> [The records]:
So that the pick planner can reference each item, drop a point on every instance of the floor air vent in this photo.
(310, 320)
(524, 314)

* * *

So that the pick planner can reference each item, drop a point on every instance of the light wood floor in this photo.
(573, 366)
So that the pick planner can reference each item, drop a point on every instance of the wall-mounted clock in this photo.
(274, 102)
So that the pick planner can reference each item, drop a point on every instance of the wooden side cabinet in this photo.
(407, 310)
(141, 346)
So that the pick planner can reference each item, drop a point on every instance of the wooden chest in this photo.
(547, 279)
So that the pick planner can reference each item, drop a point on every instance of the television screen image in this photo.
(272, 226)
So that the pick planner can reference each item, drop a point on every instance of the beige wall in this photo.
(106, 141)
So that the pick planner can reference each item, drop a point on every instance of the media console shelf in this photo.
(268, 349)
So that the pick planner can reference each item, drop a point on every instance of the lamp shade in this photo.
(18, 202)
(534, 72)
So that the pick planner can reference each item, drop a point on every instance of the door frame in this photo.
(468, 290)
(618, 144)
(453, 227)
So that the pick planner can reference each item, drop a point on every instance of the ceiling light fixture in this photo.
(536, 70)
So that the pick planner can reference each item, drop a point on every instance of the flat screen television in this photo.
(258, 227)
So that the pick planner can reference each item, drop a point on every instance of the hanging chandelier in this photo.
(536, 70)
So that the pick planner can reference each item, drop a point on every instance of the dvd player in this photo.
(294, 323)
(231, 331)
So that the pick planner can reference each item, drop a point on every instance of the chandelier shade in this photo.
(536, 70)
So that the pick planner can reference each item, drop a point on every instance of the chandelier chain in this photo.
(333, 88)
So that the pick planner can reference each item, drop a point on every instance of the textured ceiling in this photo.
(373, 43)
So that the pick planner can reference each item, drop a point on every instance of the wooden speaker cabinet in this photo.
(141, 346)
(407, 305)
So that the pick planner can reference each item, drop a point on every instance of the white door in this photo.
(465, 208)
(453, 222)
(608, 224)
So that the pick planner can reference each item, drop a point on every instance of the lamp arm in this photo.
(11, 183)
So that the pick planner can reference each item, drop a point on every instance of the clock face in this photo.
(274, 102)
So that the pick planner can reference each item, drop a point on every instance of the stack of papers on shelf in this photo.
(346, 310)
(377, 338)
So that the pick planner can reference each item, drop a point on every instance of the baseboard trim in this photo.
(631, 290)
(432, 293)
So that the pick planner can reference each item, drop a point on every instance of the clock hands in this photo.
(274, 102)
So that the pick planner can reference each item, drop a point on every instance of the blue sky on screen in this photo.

> [Set problem]: Copy out the lines again, requests included, from the line with "door in this photo." up to and including the line with "screen in this photo.". Shift every coordinate in the answers by adding -31 to it.

> [Solution to this task]:
So that the pick planner can reference each item, drop a point on every instance of the white door in this photo.
(434, 177)
(422, 191)
(577, 193)
So that the pick planner can reference each item, drop a point on every instance of the lamp arm in this photo.
(-20, 152)
So that the pick planner can reference each item, drop a point on every instance of the clock face in this photo.
(243, 71)
So that the pick planner can reference each item, drop a point on every instance of the stack of papers on shelf in this photo.
(315, 279)
(346, 307)
So that the pick planner can reference each item, drop a point on every instance of the baseboard trim in this photo.
(600, 259)
(401, 262)
So that the pick planner can reference each item, drop a point on every instance of the clock hands in this photo.
(243, 71)
So that the pick planner can reference each item, drop a point on every instance of the blue sky on screen in this photo.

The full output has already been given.